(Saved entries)

▬▬▬

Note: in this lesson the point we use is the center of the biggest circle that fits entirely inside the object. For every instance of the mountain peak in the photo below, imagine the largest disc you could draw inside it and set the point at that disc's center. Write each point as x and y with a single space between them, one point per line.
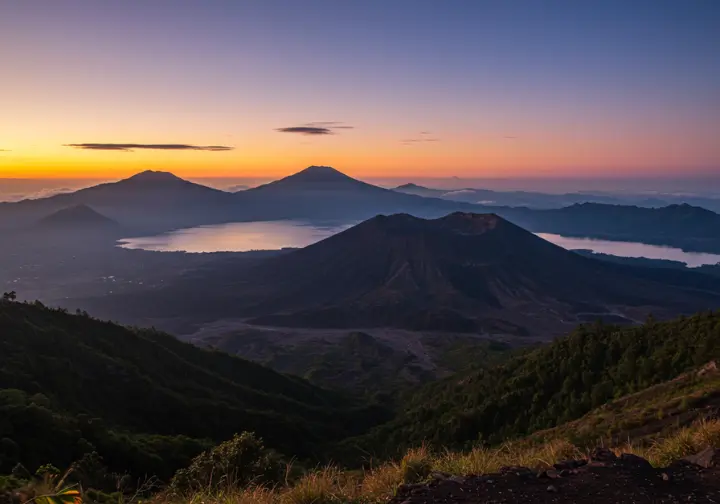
318 178
321 173
154 177
77 216
456 222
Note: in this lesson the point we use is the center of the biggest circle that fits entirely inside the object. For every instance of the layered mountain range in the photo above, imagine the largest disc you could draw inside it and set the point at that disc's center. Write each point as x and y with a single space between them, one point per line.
153 202
463 272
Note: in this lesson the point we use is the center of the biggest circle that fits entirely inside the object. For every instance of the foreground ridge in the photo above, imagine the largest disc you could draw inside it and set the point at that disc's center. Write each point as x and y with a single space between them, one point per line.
602 478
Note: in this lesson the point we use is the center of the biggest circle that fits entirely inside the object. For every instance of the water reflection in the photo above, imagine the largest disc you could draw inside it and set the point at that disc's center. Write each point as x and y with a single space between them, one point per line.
237 237
632 249
273 235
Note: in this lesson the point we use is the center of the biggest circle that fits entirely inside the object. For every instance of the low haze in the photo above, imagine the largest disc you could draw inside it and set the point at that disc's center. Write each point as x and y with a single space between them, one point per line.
475 89
359 251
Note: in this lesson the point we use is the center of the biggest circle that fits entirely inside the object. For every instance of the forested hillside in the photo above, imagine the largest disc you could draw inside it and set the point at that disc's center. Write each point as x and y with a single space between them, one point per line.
70 384
552 384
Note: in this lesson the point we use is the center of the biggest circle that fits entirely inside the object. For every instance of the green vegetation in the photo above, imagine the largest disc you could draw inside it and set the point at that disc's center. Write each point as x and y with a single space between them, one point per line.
144 401
103 400
365 364
551 385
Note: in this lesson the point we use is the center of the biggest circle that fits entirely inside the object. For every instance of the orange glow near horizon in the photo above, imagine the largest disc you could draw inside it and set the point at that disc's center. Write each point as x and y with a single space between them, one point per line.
412 91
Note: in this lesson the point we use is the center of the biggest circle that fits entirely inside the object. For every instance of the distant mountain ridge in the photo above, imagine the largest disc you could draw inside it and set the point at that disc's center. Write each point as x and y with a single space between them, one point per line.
78 217
155 202
460 273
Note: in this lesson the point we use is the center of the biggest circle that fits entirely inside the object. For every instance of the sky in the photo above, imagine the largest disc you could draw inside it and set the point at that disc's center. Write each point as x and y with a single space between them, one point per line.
403 88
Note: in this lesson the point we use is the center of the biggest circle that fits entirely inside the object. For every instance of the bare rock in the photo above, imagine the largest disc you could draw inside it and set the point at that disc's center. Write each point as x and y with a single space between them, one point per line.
709 457
602 455
570 464
630 460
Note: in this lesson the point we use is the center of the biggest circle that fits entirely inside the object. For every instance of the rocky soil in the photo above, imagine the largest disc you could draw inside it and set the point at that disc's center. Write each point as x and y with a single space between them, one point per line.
602 478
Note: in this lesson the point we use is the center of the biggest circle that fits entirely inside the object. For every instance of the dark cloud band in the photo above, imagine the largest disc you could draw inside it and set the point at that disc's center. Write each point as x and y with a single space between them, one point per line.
315 128
130 147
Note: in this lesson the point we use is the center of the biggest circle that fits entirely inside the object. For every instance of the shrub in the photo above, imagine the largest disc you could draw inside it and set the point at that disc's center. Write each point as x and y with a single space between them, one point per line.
237 462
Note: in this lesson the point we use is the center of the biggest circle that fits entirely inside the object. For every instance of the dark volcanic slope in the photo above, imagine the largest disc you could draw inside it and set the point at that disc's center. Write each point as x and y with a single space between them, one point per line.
462 272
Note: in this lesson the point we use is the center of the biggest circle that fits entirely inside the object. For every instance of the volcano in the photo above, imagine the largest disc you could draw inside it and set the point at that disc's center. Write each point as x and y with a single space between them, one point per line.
460 273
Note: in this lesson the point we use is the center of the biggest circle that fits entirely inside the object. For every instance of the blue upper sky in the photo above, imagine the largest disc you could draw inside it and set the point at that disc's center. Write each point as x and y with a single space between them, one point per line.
485 88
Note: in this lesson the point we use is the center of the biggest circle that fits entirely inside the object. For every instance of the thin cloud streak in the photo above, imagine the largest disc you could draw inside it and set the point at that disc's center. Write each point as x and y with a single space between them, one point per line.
315 128
424 137
131 147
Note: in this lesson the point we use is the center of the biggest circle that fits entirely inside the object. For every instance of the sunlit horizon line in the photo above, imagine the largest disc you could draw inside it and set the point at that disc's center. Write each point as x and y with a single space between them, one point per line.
417 176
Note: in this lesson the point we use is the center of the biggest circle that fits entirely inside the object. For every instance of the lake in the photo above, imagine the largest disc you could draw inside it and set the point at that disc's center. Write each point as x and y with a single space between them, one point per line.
273 235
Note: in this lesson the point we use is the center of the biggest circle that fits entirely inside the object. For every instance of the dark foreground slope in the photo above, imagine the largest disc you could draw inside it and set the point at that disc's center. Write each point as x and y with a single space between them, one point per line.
70 384
553 384
603 479
461 273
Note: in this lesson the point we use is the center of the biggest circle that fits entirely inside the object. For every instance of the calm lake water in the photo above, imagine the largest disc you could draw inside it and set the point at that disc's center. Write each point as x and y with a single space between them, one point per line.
245 236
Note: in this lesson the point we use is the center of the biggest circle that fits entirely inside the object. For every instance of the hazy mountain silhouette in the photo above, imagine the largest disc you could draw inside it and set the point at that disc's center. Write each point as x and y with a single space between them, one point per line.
321 192
78 217
150 200
462 272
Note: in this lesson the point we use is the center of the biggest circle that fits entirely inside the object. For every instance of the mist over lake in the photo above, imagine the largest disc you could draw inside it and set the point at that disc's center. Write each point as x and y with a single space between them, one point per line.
273 235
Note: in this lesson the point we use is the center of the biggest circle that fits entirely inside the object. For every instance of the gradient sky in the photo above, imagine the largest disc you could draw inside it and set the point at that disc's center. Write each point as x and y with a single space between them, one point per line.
473 88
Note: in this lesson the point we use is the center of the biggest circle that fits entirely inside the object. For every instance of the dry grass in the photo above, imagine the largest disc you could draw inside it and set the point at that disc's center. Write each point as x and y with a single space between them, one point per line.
330 485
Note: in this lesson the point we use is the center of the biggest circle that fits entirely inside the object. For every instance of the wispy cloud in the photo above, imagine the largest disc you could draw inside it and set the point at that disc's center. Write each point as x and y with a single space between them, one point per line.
425 136
131 147
315 128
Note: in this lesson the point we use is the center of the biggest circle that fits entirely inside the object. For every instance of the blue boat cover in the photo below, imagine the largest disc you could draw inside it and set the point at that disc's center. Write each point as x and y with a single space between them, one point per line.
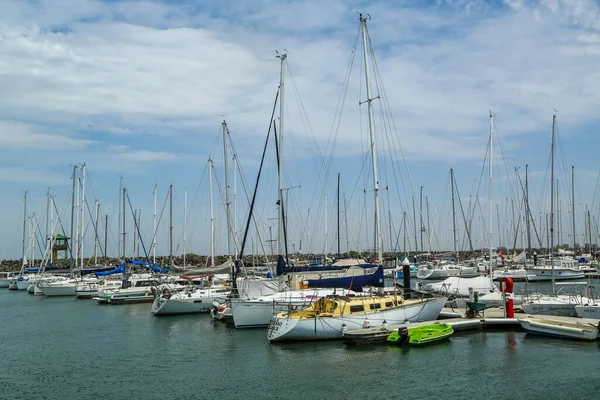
355 283
283 268
119 270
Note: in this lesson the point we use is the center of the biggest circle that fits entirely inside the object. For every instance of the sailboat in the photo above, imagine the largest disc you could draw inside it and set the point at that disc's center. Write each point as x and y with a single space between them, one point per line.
555 304
331 316
463 288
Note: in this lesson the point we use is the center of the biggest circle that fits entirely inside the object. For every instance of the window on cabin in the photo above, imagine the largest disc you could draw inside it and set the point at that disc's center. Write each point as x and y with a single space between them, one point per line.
357 308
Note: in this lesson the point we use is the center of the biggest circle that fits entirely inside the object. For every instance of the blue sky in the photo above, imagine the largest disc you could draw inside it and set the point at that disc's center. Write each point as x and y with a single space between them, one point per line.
138 89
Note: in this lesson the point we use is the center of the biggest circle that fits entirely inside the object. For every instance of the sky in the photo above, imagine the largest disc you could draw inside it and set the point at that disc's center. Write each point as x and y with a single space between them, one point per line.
138 90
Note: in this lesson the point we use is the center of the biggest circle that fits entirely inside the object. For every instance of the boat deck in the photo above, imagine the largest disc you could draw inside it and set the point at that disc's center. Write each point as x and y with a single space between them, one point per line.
493 319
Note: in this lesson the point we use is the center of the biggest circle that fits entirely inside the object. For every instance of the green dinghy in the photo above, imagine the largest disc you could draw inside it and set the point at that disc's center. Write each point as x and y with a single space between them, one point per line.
421 335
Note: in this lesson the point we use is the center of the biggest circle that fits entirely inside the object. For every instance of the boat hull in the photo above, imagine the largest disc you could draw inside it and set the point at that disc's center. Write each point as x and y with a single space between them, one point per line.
561 310
558 329
172 306
545 275
320 328
589 311
23 285
59 290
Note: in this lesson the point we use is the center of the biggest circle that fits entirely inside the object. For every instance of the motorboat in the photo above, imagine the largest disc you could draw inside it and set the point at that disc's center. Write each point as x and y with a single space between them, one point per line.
188 301
549 327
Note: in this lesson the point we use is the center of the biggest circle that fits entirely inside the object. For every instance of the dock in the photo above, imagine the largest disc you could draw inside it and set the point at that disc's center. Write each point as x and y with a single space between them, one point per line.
491 318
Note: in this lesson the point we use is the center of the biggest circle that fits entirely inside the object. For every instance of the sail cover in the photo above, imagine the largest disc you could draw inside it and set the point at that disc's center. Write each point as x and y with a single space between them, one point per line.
350 282
119 270
224 268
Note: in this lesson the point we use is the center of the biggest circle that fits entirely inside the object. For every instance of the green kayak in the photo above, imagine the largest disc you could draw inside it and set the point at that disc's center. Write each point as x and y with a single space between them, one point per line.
421 335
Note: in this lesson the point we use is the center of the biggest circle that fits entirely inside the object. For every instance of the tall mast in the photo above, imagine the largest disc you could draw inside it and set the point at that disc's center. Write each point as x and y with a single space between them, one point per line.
212 218
421 217
72 261
589 229
491 237
404 223
184 224
415 225
573 204
154 230
552 150
326 230
226 165
558 215
453 213
77 221
527 214
171 225
139 240
346 225
338 216
52 230
123 222
378 238
82 212
428 231
24 227
48 224
105 237
135 236
235 239
282 57
96 232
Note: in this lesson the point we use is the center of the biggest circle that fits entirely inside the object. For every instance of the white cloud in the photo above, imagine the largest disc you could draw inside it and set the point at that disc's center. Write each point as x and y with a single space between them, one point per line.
130 85
20 136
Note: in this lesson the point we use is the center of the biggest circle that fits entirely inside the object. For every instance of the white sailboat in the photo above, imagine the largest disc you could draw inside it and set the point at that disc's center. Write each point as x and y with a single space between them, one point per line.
555 304
330 317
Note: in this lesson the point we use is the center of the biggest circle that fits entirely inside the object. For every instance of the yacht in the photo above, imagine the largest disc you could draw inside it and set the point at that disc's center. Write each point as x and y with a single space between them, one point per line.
256 313
138 288
330 317
190 300
563 270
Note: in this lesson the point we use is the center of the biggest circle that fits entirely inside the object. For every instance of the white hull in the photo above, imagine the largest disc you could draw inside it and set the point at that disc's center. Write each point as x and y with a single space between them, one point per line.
445 272
252 314
123 296
545 275
257 313
58 290
319 328
558 329
549 306
494 299
23 285
589 311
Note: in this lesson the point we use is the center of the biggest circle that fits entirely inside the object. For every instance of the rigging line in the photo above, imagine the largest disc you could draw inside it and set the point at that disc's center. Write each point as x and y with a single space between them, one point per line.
532 221
462 211
385 100
498 141
198 198
245 185
137 228
160 218
271 122
326 163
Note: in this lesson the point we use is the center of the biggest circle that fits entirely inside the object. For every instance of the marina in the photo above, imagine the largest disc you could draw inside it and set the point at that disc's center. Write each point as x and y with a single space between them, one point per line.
190 214
159 357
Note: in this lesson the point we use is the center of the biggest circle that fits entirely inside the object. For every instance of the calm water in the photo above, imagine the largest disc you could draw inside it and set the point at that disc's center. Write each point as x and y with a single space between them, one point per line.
63 348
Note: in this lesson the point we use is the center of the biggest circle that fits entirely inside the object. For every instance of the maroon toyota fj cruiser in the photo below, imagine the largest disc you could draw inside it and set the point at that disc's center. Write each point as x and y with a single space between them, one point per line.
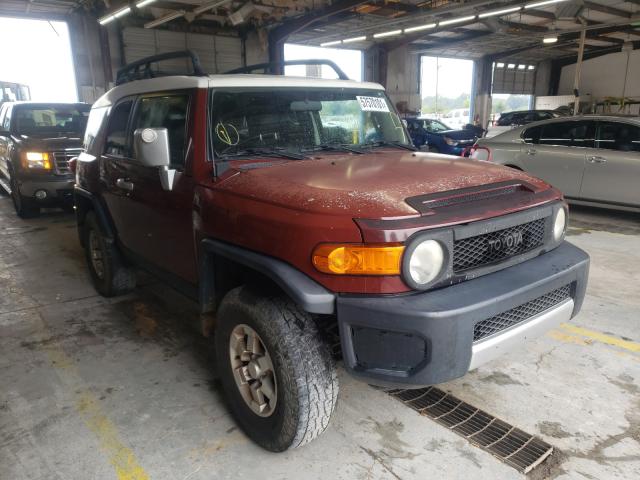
283 204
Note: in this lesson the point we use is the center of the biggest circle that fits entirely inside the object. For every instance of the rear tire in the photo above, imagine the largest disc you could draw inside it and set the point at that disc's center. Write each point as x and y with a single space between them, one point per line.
25 207
299 407
109 274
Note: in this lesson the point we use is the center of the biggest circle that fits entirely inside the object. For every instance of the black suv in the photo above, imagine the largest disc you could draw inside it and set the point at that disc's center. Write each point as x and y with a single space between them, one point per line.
37 141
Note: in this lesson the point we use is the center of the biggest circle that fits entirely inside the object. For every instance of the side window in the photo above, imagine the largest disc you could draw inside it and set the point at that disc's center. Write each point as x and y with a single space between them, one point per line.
6 122
619 136
96 118
116 139
568 134
532 135
168 112
505 119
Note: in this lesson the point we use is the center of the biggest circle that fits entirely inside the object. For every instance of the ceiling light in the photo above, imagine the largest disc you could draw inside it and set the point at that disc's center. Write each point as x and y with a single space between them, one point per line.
504 11
387 34
354 39
420 27
542 4
209 6
122 12
456 20
165 19
328 44
107 19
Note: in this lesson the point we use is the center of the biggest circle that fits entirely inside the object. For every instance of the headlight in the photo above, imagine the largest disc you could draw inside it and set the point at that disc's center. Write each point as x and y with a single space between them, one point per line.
559 224
36 160
426 262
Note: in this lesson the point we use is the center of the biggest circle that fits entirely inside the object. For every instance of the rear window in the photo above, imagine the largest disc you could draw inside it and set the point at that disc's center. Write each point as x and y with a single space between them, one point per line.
54 120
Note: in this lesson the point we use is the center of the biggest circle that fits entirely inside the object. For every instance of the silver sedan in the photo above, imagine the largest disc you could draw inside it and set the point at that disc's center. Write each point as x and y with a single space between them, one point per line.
593 160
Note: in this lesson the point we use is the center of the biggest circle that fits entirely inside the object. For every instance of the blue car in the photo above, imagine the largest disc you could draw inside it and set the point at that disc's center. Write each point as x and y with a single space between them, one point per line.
439 138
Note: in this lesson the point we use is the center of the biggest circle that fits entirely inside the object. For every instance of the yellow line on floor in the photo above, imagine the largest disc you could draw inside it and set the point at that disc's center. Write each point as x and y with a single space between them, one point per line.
602 338
88 407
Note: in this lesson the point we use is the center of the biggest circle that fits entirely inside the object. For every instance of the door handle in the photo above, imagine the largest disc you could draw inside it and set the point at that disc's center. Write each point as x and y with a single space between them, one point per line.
596 159
123 184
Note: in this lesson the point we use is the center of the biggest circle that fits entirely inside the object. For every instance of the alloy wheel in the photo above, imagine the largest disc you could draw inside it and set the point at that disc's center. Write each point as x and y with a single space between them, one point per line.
253 370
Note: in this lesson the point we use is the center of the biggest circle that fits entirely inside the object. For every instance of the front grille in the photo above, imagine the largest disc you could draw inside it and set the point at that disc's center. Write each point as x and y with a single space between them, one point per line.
516 315
482 250
61 160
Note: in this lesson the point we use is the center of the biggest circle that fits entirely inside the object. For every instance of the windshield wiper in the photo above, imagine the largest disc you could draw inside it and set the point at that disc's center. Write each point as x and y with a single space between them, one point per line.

▬▬▬

# Exercise objective:
The lines to quote run from the one containing "of the door" through the final line of the material above; please give them exactly, both ends included, and nothing else.

# Response to this task:
Note: in this lesson the point we use is the center of the biggest circle that fits entirely inside the object. For every instance of the door handle in the photo above, imagine the largest disc you could draw inside it and set the point at that disc's center. Write each point as x and y with a single space between them, one point per line.
596 159
123 184
Note: in this lesson the point we use is the center of the biggest circle that fits entirely inside the object. For every instance of the alloy wheel in the photo above, imagine the largest disc you could draw inside it and set the point at that disc's center. Write each point as x and y with a single space between them, one point per line.
253 370
Note: in this lesson the point we use is the center of the biggest circle that fits entirely inside the object. For every instance of the front grille in the photo above, imagine the largest disc you could draw inside it and set the point at that disc's center. Write each point as x and y with a single space between them, one point per line.
516 315
482 250
61 160
Note: in this lesson the point we use is the center of the biggest circle that fits entirely inside the object. For every instance of the windshield wiper in the photo above, imagine the largest disc you could draw inside it and set the point at that disc's center. Write each point as x and y with a single space between them, one point per line.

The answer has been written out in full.